Passage:
____
When making instances, if you see that a type is used as a concrete
type in the type declarations (like the a in
a -> a -> Bool), you have to supply type parameters
and add parentheses so that you end up with a concrete type.
Take into account that the type you’re trying to make an instance of
will replace the parameter in the class declaration. The
a from class Eq a where will be replaced with
a real type when you make an instance, so try mentally putting your type
into the function type declarations as well.
(==) :: Maybe -> Maybe -> Bool doesn’t make much
sense but
(==) :: (Eq m) => Maybe m -> Maybe m -> Bool does.
But this is just something to think about, because == will
always have a type of
(==) :: (Eq a) => a -> a -> Bool, no matter what
instances we make.
Ooh, one more thing, check this out! If you want to see what the
instances of a typeclass are, just do :info YourTypeClass
in GHCI. So typing :info Num will show which functions the
typeclass defines and it will give you a list of the types in the
typeclass. :info works for types and type constructors too.
If you do :info Maybe, it will show you all the typeclasses
that Maybe is an instance of. Also :info can
show you the type declaration of a function. I think that’s pretty
cool.
____
Raw records
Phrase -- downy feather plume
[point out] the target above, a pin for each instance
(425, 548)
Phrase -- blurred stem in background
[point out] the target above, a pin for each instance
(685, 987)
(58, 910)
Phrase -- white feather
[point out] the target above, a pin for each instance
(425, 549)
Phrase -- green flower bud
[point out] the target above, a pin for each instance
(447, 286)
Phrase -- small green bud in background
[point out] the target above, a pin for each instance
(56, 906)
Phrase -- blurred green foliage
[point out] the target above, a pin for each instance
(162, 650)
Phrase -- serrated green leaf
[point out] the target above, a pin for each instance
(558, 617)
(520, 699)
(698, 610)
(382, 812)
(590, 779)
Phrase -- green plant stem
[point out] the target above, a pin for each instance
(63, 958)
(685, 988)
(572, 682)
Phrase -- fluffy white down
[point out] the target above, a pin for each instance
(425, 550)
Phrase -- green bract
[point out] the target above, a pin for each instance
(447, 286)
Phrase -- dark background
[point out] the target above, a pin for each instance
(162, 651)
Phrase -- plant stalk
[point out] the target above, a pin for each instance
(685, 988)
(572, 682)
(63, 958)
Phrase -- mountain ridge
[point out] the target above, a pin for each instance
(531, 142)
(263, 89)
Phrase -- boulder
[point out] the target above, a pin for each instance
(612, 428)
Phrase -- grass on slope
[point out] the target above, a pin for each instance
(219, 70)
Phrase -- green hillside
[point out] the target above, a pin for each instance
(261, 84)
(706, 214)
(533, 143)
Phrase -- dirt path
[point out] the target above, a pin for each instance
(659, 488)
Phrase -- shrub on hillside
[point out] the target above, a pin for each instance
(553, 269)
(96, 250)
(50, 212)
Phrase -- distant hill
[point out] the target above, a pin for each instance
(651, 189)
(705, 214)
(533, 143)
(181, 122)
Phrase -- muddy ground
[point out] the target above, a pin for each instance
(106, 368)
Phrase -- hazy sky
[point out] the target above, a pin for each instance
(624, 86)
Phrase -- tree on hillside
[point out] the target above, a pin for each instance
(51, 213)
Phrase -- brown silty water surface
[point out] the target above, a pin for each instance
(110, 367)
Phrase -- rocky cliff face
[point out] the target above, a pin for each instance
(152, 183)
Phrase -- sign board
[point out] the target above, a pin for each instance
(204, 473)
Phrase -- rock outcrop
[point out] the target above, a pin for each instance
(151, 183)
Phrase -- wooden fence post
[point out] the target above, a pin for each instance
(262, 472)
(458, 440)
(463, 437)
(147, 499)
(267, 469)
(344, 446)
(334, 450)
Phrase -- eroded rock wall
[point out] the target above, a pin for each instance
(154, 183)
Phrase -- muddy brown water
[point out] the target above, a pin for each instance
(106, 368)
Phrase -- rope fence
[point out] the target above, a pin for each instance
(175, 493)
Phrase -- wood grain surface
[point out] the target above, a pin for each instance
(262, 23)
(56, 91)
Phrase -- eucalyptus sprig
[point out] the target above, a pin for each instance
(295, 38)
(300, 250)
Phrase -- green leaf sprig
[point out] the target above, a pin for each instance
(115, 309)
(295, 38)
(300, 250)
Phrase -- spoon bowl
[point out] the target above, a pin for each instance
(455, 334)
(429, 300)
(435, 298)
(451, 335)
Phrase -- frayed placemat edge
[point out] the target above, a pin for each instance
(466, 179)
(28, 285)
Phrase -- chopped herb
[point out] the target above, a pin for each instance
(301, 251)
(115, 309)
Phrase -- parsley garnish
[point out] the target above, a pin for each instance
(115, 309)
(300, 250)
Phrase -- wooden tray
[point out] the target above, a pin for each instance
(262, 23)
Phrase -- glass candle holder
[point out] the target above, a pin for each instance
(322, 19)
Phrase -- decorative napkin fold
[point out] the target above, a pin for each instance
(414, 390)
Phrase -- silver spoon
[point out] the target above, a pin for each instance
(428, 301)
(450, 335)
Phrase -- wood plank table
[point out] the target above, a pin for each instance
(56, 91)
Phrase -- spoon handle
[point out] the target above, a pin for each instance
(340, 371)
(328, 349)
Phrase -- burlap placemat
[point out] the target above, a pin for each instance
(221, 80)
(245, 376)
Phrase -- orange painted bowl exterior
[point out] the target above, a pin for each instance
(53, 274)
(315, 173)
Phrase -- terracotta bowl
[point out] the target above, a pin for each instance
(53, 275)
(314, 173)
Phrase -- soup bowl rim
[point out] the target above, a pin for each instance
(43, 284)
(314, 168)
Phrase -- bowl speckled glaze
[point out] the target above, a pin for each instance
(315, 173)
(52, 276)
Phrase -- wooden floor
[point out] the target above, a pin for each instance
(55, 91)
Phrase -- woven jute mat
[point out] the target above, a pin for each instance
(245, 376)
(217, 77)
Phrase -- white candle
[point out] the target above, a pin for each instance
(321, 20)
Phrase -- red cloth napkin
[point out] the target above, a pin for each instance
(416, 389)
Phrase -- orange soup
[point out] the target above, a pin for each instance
____
Tasks to perform:
1 - List every `:info` command, with its argument, that the Haskell typeclass passage gives as something to type in GHCI.
2 - Please write what comes next in the Haskell typeclass passage, picking up after its final sentence.

Task-by-task outputs:
1 -
:info YourTypeClass
:info Num
:info Maybe

2 -
A yes-no typeclass
In JavaScript and some other weakly typed languages, you can put
almost anything inside an if expression. For example, you can do all of
the following: if (0) alert("YEAH!") else alert("NO!"),
if ("") alert ("YEAH!") else alert("NO!"),
if (false) alert("YEAH") else alert("NO!), etc. and all of
these will throw an alert of NO!. If you do
if ("WHAT") alert ("YEAH") else alert("NO!"), it will alert
a "YEAH!" because JavaScript considers non-empty strings to
be a sort of true-ish value.
Even though strictly using Bool for boolean semantics
works better in Haskell, let’s try and implement that JavaScript-ish
behavior anyway. For fun! Let’s start out with a class
declaration.
class YesNo a where
yesno :: a -> Bool
Pretty simple. The YesNo typeclass defines one function.
That function takes one value of a type that can be considered to hold
some concept of true-ness and tells us for sure if it’s true or not.
Notice that from the way we use the a in the function,
a has to be a concrete type.
Next up, let’s define some instances. For numbers, we’ll assume that (like in JavaScript) any number that isn’t 0 is true-ish and 0 is false-ish.
instance YesNo Int where
yesno 0 = False
yesno _ = True
Empty lists (and by extensions, strings) are a no-ish value, while non-empty lists are a yes-ish value.
instance YesNo [a] where
yesno [] = False
yesno _ = True
Notice how we just put in a type parameter a in there to
make the list a concrete type, even though we don’t make any assumptions
about the type that’s contained in the list. What else, hmm … I know,
Bool itself also holds true-ness and false-ness and it’s
pretty obvious which is which.
instance YesNo Bool where
yesno = id
Huh? What’s id? It’s just a standard library function
that takes a parameter and returns the same thing, which is what we
would be writing here anyway.
Let’s make Maybe a an instance too.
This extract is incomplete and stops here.